Large numbers of shipping containers are manufactured each year, transported to far-flung ports, and frequently discarded. These unwanted shells can be purchased relatively cheaply and given a new lease of life. Doing so can pose significant challenges, however, such as dealing with solar heat gain, ensuring adequate insulation, and overcoming safety concerns. But there's a definite argument for their continued use, as highlighted by the selection of shipping container-based architectural projects below.

Caterpillar House

Located near Chile's capital Santiago, Caterpillar House, by Chilean architect Sebastián Irarrázaval, is a shipping container-based family residence that boasts views of the local Andes Mountains. The Andes also handily help reduce energy costs, as the cold air which passes down from the mountains is utilized as a form of passive-cooling, seeping through a ventilated facade and carefully arranged windows to cool the inside.

Caterpillar house was completed in 2012, measures 350 sq m (3,800 sq ft), and comprises a total of 12 shipping containers which provide bedrooms, living quarters, and even a swimming pool.

AIM OF THE TASK:
According to the text on shipping container architecture, what challenges can come with reusing discarded shipping containers? List every one. The records are separate material and have no connection to the text on shipping container architecture.

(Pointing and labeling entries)

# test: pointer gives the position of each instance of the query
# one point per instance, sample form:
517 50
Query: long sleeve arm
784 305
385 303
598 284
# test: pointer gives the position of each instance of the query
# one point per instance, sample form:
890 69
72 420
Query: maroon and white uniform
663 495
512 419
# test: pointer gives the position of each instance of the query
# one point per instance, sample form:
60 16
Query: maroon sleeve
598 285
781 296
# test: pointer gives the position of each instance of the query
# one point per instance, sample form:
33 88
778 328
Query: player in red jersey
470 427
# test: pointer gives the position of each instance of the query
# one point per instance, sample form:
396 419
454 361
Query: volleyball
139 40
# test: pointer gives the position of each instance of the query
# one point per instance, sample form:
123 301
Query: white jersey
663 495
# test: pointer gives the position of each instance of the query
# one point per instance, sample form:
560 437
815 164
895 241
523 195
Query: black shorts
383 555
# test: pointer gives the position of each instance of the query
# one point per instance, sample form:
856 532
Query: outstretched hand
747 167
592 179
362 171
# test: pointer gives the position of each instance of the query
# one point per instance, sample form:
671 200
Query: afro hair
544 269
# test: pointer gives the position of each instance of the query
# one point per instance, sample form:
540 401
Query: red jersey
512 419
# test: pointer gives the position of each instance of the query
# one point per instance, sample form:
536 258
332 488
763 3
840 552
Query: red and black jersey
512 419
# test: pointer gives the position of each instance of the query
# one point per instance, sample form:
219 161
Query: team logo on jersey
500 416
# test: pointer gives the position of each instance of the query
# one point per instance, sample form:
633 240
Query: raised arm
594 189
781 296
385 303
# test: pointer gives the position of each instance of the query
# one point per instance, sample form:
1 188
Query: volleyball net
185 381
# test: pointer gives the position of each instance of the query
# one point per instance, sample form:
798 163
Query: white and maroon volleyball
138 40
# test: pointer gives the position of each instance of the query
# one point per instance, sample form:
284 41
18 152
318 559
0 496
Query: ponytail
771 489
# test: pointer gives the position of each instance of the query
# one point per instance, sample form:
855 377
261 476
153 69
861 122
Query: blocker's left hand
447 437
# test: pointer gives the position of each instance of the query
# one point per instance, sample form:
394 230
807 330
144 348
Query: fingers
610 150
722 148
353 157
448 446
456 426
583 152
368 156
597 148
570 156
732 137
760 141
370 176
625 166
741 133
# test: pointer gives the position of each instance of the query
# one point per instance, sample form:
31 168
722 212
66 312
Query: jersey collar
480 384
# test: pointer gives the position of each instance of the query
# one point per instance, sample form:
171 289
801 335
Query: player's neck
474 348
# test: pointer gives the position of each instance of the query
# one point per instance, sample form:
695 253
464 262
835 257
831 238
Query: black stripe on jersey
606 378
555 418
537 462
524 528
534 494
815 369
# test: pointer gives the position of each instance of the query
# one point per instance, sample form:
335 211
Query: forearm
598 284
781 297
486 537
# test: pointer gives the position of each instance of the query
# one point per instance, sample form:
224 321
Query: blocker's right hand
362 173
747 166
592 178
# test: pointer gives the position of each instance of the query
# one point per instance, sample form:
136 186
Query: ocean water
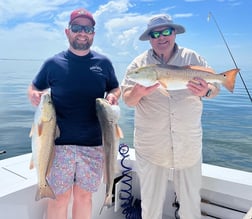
226 120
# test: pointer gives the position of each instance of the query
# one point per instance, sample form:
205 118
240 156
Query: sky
35 29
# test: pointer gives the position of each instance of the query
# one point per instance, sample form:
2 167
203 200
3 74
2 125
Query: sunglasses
166 32
77 28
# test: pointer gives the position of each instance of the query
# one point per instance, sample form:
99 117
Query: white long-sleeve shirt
168 129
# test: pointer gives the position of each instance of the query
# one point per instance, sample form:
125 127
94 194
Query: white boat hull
226 193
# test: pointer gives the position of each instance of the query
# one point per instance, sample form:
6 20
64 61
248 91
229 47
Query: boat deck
226 193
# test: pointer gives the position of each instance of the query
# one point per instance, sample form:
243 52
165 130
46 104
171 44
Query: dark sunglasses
166 32
77 28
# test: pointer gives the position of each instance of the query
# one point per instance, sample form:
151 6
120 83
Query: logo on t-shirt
96 68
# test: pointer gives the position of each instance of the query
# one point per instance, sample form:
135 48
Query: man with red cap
76 77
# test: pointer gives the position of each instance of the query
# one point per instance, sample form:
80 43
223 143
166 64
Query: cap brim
145 36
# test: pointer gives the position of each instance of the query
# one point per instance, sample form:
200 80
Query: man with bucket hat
168 132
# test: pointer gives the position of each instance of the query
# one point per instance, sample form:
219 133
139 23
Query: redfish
173 77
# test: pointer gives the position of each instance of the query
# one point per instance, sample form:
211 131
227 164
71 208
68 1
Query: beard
81 46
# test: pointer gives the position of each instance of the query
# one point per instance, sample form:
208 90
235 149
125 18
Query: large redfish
173 77
44 131
108 116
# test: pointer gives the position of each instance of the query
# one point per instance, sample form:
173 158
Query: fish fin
200 68
107 202
119 131
45 192
230 77
163 88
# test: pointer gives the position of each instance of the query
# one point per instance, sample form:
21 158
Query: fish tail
230 77
44 192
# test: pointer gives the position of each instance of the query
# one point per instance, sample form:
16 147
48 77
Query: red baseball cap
81 12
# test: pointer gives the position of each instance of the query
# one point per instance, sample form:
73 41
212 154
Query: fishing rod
210 14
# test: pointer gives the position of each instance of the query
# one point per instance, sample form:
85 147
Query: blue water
227 119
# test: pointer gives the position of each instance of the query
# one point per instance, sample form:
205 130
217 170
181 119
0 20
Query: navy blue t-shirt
76 82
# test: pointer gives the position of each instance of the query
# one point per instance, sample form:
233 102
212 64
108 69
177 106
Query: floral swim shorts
78 165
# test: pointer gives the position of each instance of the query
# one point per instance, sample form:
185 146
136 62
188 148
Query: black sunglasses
157 34
77 28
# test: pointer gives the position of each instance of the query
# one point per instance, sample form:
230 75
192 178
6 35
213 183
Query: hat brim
145 36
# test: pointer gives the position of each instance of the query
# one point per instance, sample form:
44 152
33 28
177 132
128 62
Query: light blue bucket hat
160 21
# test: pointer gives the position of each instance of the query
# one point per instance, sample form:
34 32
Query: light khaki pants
154 181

SOLUTION:
- Dealing with solar heat gain
- Ensuring adequate insulation
- Overcoming safety concerns